╭──
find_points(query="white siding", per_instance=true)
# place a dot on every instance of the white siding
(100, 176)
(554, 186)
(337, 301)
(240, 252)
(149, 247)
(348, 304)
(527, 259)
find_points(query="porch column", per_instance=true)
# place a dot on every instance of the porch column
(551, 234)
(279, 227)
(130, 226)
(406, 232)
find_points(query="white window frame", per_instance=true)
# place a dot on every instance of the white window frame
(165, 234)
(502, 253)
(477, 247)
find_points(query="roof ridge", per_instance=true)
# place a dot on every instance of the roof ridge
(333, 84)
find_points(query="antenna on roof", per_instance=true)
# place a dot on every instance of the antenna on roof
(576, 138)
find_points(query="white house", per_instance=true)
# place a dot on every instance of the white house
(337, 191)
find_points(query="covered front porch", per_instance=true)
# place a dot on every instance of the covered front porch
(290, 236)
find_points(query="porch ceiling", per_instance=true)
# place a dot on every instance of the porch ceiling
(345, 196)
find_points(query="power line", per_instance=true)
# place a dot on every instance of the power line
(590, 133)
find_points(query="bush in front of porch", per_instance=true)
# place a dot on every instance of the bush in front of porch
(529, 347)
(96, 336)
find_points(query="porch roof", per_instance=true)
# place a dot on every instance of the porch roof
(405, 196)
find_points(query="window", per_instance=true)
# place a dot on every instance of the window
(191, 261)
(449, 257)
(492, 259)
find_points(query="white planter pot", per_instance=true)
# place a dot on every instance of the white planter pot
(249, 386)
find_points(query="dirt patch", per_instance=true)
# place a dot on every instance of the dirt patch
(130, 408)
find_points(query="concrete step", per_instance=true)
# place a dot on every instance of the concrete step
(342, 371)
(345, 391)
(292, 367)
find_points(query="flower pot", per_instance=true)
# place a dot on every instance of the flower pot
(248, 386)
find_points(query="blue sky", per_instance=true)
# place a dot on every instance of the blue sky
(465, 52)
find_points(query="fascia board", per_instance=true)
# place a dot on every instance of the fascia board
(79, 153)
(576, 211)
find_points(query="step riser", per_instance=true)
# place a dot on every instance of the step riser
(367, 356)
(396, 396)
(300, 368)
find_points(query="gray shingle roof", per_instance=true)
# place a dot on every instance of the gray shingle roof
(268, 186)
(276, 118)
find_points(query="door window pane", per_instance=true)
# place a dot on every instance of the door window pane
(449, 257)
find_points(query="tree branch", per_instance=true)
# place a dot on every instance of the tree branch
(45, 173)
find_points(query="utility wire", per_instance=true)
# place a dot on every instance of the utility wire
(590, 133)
╰──
SET PROBLEM: Copy all the records above exactly, missing none.

SOLVED EXERCISE:
find_points(query="white siding", per_instance=true)
# place a dot on every instance of the white siding
(100, 176)
(554, 186)
(337, 301)
(240, 252)
(149, 247)
(348, 304)
(527, 259)
find_points(query="porch column", per_instance=true)
# place a dot on every instance of the porch column
(551, 234)
(279, 227)
(130, 226)
(406, 232)
find_points(query="white window frame", per_instance=true)
# place a dot on every instance of the white window frame
(165, 234)
(502, 253)
(477, 247)
find_points(query="roof ridge", per_instance=true)
# place a dot on every instance of the roof ridge
(333, 84)
find_points(query="antenna on roof", per_instance=true)
# place a dot on every instance of the antenna on roof
(576, 138)
find_points(query="white house", per_instance=true)
# place a dot on every instance of the white house
(337, 191)
find_points(query="covered front porch", per_instance=true)
# place a dot on every instance of the covered front porch
(290, 236)
find_points(query="porch ceiling", per_instance=true)
# place a dot on every instance of the porch ceiling
(345, 196)
find_points(query="power line", per_instance=true)
# place a dot on every instance of the power line
(590, 133)
find_points(query="bush in front of porch", per_instance=true)
# place a dot on every instance of the bush in front of porch
(529, 347)
(96, 336)
find_points(query="porch roof", per_instance=true)
# place a dot on every instance of the porch roof
(405, 196)
find_points(query="window", per_instance=true)
# place a dot on every instance of the window
(191, 261)
(449, 257)
(492, 259)
find_points(query="white planter pot", per_instance=true)
# place a dot on every instance of the white planter pot
(249, 386)
find_points(query="dirt patch", per_instance=true)
# place a dot on every instance of the dirt patch
(130, 408)
find_points(query="concrete step", per_instance=true)
# place a dot on every instance of the concrete step
(342, 371)
(345, 391)
(292, 367)
find_points(query="flower pot", per_instance=true)
# place a dot on every instance of the flower pot
(248, 386)
find_points(query="blue sky", per_instance=true)
# place a dot on every instance of the blue sky
(465, 52)
find_points(query="fascia board", per_instance=true)
# place a dot on every instance of the fascia board
(79, 153)
(576, 211)
find_points(query="step riser", per_instance=true)
# place a dot on every instance of the step riser
(367, 356)
(396, 396)
(300, 368)
find_points(query="gray shingle roof", per_instance=true)
# place a dot on every instance of the gray shingle roof
(268, 186)
(276, 118)
find_points(query="door window pane", per_instance=true)
# place a dot on every instance of the door window pane
(449, 257)
find_points(query="tree branch", per_instance=true)
# place a dot on every instance of the tree branch
(45, 173)
find_points(query="utility wire", per_instance=true)
# place a dot on every instance of the utility wire
(590, 133)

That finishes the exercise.